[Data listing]
○ ○ ○ ○ ○
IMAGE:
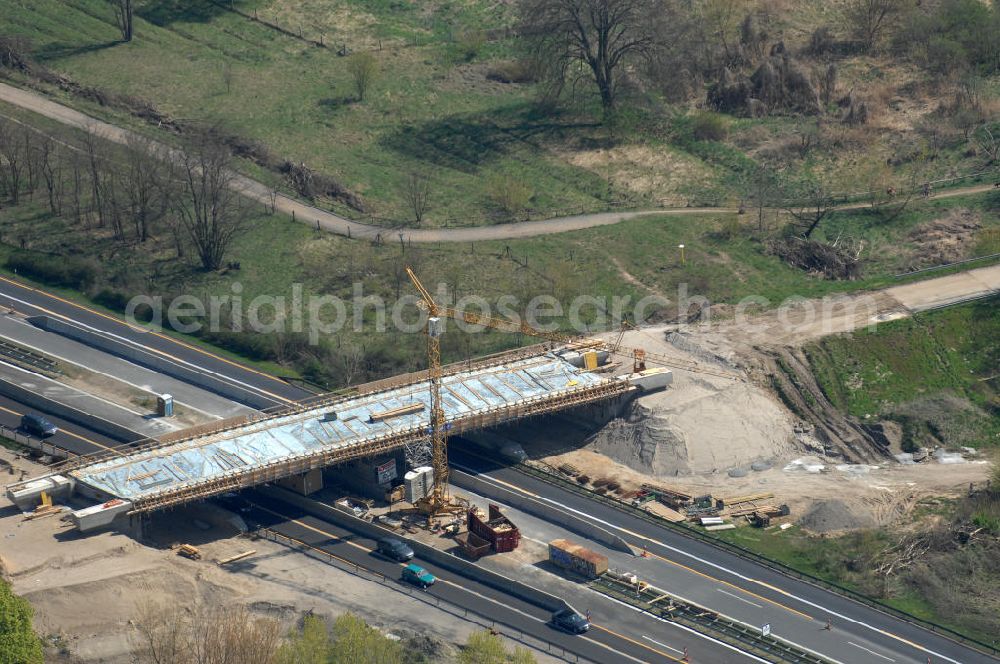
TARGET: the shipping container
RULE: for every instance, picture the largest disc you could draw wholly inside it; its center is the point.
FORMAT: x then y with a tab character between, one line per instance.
577	559
497	529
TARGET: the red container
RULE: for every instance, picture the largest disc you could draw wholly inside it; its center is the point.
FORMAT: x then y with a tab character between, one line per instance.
497	529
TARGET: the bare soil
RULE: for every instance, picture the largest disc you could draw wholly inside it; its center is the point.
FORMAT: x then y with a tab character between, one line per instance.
85	589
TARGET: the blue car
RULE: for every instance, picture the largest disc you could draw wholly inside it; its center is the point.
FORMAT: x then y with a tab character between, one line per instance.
418	576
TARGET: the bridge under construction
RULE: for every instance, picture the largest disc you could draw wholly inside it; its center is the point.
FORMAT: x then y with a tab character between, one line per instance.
374	419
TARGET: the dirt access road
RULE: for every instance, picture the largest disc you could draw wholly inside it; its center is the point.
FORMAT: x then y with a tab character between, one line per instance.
334	223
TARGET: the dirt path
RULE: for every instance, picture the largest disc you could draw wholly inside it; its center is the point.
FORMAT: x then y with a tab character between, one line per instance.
334	223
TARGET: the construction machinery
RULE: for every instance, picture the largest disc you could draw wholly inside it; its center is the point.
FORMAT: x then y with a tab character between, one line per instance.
438	500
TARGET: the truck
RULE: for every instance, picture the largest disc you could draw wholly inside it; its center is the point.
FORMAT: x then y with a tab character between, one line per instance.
577	559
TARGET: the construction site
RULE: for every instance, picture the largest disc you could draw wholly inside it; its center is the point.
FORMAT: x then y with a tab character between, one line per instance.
541	480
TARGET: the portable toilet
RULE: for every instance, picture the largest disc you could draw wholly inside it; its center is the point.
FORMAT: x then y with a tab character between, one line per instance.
165	405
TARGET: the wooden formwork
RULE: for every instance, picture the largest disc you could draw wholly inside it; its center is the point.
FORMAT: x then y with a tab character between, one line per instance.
243	478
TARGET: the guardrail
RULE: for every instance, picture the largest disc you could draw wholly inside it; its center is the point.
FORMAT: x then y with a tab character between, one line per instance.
945	266
482	619
36	444
737	634
755	557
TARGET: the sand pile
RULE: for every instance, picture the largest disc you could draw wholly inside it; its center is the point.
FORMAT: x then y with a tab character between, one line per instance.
698	426
828	516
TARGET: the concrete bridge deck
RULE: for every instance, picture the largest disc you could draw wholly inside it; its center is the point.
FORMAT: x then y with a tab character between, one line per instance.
332	431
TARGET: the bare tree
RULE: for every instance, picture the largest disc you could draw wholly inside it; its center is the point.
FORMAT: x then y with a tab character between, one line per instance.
147	177
869	19
95	156
363	68
50	164
603	37
12	160
208	205
987	140
809	202
418	189
123	17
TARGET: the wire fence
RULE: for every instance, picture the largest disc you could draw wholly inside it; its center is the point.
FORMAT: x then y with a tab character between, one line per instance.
872	198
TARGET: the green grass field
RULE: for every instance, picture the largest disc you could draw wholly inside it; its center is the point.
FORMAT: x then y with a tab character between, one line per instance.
936	373
432	109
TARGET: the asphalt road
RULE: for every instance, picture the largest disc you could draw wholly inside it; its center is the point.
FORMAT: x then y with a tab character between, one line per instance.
867	635
70	436
618	634
33	302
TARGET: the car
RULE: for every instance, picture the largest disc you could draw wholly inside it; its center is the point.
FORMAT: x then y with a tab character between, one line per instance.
390	547
418	576
37	425
570	621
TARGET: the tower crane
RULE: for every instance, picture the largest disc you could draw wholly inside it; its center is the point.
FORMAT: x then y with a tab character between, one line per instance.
439	500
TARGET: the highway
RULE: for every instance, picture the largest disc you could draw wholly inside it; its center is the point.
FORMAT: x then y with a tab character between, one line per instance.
71	437
618	635
34	302
860	634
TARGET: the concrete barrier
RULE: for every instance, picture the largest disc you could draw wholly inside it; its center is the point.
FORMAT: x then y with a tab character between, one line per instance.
537	508
153	361
441	558
37	444
92	422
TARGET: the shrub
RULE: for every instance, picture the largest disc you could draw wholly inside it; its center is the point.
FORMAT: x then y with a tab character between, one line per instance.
707	126
18	643
511	195
469	43
66	271
517	71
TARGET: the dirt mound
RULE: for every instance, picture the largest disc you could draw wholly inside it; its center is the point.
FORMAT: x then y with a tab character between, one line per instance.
944	240
697	426
828	516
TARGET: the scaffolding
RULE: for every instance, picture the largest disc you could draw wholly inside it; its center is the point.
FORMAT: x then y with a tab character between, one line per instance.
244	478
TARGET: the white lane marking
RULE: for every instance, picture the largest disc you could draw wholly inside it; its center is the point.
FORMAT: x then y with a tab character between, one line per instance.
145	388
871	651
148	349
687	629
681	552
663	645
734	596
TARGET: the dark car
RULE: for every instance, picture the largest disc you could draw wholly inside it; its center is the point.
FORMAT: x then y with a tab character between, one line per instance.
571	621
395	549
418	576
38	425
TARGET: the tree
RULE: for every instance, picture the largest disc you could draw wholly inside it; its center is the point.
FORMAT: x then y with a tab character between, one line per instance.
809	201
364	69
18	643
603	37
208	204
12	161
308	645
357	642
760	188
418	188
510	194
123	17
869	19
146	185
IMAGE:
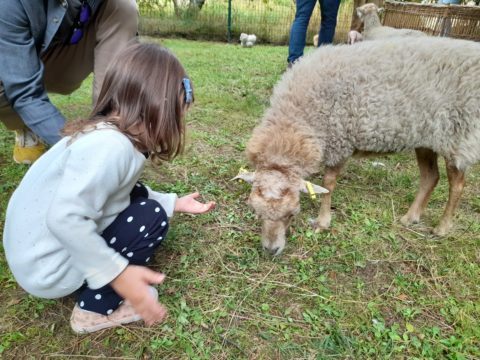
○ ○ ○ ○ ○
WHAT THE EXERCISE ASKS →
Copy out every line of the data listing above word for word, leaving out the pictures.

OUTPUT FOR THIS TASK →
IMAGE:
TARGET: the shipping container
RULE: for every instance, picture the largest disc you could draw wholly inside it; its center is the point.
FORMAT: x then y with a tab character between, one line per instance.
577	559
497	529
TARGET: the red container
RULE: for every instance, picture the largest disc you could draw wholly inside it; its center is the point.
FORMAT: x then y with a tab character between, one line per instance.
497	529
TARGET: the bare soil
RULE: for every instance, picture the largest disc you could draw wholly inside it; its center is the point.
FORMAT: x then y with a tab character between, one line per instance.
85	589
TARGET: the blue car
RULE: for every instance, picture the largest disc you could draw wholly inside it; its center is the point.
FORMAT: x then y with a tab character between, one line per instance.
418	576
TARGET: the bridge under construction
RULE: for every instance, picture the largest disc you could draw wholly inside it; its center is the point.
FORMAT: x then y with a tab character between, one line per instance.
374	419
TARGET: the dirt access road
RULE: for every instance, picture the largest disc you could draw wholly inside it; its center is the point.
FORMAT: x then y with a tab character between, one line per instance.
334	223
TARGET: the dirt path
RULE: for every instance, picture the largest disc you could draw wholly inside it; its center is the point.
FORMAT: x then y with a tab character between, one line per instance.
334	223
TARGET: the construction machinery
RULE: for every instance, picture the largest disc you could draw wholly inside it; its center is the point.
FORMAT: x then y with a tab character between, one line per instance.
438	500
TARGET: the truck
RULE: for every instance, picture the largest disc you could draw wholly inside it; its center is the point.
FORMAT: x then y with a tab character between, one line per instance.
577	559
TARGET: the construction site
RULE: for every instance, picture the largest disc you could draw wholly inside it; its center is the point.
FORMAT: x then y with a tab character between, one line per instance.
541	480
TARGET: the portable toilet
RULE: for every instance, picture the largest disc you could draw wholly inside it; its center is the point.
FORMAT: x then y with a tab character between, one line per instance.
165	405
TARGET: the wooden formwork
RULE: for every instance, picture the largest disc you could draw wholly inside it; its center is the point.
FORMAT: x then y with a tab character between, one line per instance.
243	478
TARGET: the guardrail
RULE: for every instance, picture the largest disc you could draw wholly inside it; its center is the point.
FORMAT: x then y with a tab character between, one line per instance.
945	266
482	619
36	444
737	634
755	557
TARGET: the sand pile
RULE: for every instance, picture the largest disc you could draw wholly inside it; its center is the point.
FORMAT: x then y with a tab character between, one line per instance.
698	426
828	516
TARGET: the concrete bridge deck
RULE: for every instance, picture the largest disc you could draw wholly inside it; its center is the point.
FORMAT: x then y with a tab character between, one line per instance.
332	431
TARGET: the bare tree
RULE: for every instance, picture the largest disc you could draw wholly inside it; its center is the point.
FORMAT: x then y with a tab character between, one line per instance.
147	177
869	19
95	156
363	68
50	164
603	37
12	160
208	205
987	140
809	202
418	189
123	17
TARGET: the wire fence
RULE: for every instance, picture the largest disc you could draw wholly inside it; its center is the point.
FORMAT: x then y with a tab character between, one line per instance.
872	198
TARGET: the green grass field
RULE: for every instance, picture the largest disc you could draw wholly inside it; its center is the point.
FORMAT: x then y with a tab character between, one line per instance.
936	373
432	109
TARGET: the asphalt road
RULE: for every instance, picture the largest disc you could draw wholly inside it; its center is the point.
FORMAT: x then y with a tab character between, one line per instance.
867	635
70	436
618	634
33	302
TARGET: the car
RULE: for every instance, picture the largest disc you could draw wholly inside it; its center is the point.
FORMAT: x then y with a tab character between, one line per instance.
390	547
418	576
37	425
570	621
TARGET: the tower crane
RULE: for every instance, picture the largest disc you could draw wholly inside it; its center is the point.
FORMAT: x then y with a tab character between, one line per instance.
439	500
TARGET: the highway
RULE: for every instance, picture the largest disc you could draw wholly inside it; its center is the point.
FORMAT: x then y with a tab character between, one line per instance.
71	437
618	635
34	302
860	634
TARGET: the concrete barrier
RULE: for every instance, picture the largest disc you could draw wholly inside it; its center is the point.
FORMAT: x then y with a tab character between, one line per instance.
537	508
153	361
441	558
37	444
92	422
TARGET: the shrub
RULE: for every instance, picture the largest disc you could draw wholly inside it; its center is the point.
FORMAT: x then y with a tab character between, one line per instance.
707	126
18	643
511	195
469	43
66	271
517	71
TARGET: the dirt mound
RULE: for every instance, picture the largest disc you could draw wholly inside it; its center is the point.
FORMAT: x then y with a tab character between, one line per instance.
944	240
697	426
828	516
TARGET: the scaffolding
RULE: for every instance, picture the largest disc you could draw wholly inside it; its center is the point.
FORMAT: x then y with a tab character between, one line per instance.
244	478
TARGET: the white lane marking
RULE: for every instance, picture the largest disc you could draw wholly inside it; its center is the point.
FORMAT: x then y with a tab character between, one line per instance.
145	388
871	651
148	349
687	629
681	552
663	645
734	596
TARGET: the dark car
RULE: for every instance, picture the largest disc you could draw wholly inside it; its center is the point.
FORMAT: x then y with a tab character between, one line per instance.
571	621
395	549
418	576
38	425
TARGET: the tree
RULE: for every instance, picture the largest disc you could draw wholly inside it; its center is the point.
FORMAT: x then y with a tab character between, one line per instance.
809	201
364	69
18	643
603	37
208	204
12	161
308	645
357	642
760	188
418	188
510	194
123	17
869	19
146	185
IMAGE:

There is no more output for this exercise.